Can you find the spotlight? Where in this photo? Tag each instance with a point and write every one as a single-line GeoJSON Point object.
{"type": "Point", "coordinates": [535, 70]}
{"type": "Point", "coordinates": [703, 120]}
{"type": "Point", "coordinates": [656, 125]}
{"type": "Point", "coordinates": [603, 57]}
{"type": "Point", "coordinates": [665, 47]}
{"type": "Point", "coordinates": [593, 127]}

Work required: Convert the records above into a Markdown table with the columns "n" and "Line", numbering each row and omitting blank lines.

Response:
| n | Line |
|---|---|
| 1 | Can you find the spotlight? Where in this photo? Tag each instance with a point and write every one as a single-line GeoJSON Point object. |
| 2 | {"type": "Point", "coordinates": [535, 70]} |
| 3 | {"type": "Point", "coordinates": [703, 120]} |
| 4 | {"type": "Point", "coordinates": [656, 125]} |
| 5 | {"type": "Point", "coordinates": [603, 57]} |
| 6 | {"type": "Point", "coordinates": [665, 47]} |
| 7 | {"type": "Point", "coordinates": [593, 127]} |